-- Start --

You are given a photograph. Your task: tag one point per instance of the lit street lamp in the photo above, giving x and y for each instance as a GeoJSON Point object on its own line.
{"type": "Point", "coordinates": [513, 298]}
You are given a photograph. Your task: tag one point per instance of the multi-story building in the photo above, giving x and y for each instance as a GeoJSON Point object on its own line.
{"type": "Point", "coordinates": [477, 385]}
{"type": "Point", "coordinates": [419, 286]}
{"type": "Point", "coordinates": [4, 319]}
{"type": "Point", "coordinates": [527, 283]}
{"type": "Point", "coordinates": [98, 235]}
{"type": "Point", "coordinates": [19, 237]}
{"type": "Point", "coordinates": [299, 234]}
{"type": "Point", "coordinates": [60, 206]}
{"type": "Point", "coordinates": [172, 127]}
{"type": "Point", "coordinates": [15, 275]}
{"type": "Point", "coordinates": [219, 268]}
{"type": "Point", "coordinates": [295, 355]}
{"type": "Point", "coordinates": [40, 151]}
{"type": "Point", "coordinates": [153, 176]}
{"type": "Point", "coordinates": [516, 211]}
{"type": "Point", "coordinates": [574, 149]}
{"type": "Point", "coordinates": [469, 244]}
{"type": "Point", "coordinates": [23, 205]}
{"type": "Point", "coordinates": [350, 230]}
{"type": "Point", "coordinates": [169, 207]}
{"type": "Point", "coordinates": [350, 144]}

-- End --

Every entry must be retyped in full, exactly as given.

> _FULL SOLUTION_:
You are given a photograph. Your task: tag one point per instance of the lit street lamp in the photo above, giving x and y for each instance as a GeoJSON Point object on its own line.
{"type": "Point", "coordinates": [513, 298]}
You are given a photograph. Your task: tag one point per instance of the multi-story building in the photo above, giving x and y for each instance as a GeoJSON Point object on its own line.
{"type": "Point", "coordinates": [477, 385]}
{"type": "Point", "coordinates": [419, 286]}
{"type": "Point", "coordinates": [4, 319]}
{"type": "Point", "coordinates": [527, 283]}
{"type": "Point", "coordinates": [98, 235]}
{"type": "Point", "coordinates": [19, 237]}
{"type": "Point", "coordinates": [299, 234]}
{"type": "Point", "coordinates": [60, 206]}
{"type": "Point", "coordinates": [172, 127]}
{"type": "Point", "coordinates": [15, 275]}
{"type": "Point", "coordinates": [219, 268]}
{"type": "Point", "coordinates": [295, 355]}
{"type": "Point", "coordinates": [40, 151]}
{"type": "Point", "coordinates": [153, 176]}
{"type": "Point", "coordinates": [516, 211]}
{"type": "Point", "coordinates": [574, 149]}
{"type": "Point", "coordinates": [469, 244]}
{"type": "Point", "coordinates": [23, 205]}
{"type": "Point", "coordinates": [350, 230]}
{"type": "Point", "coordinates": [169, 207]}
{"type": "Point", "coordinates": [350, 144]}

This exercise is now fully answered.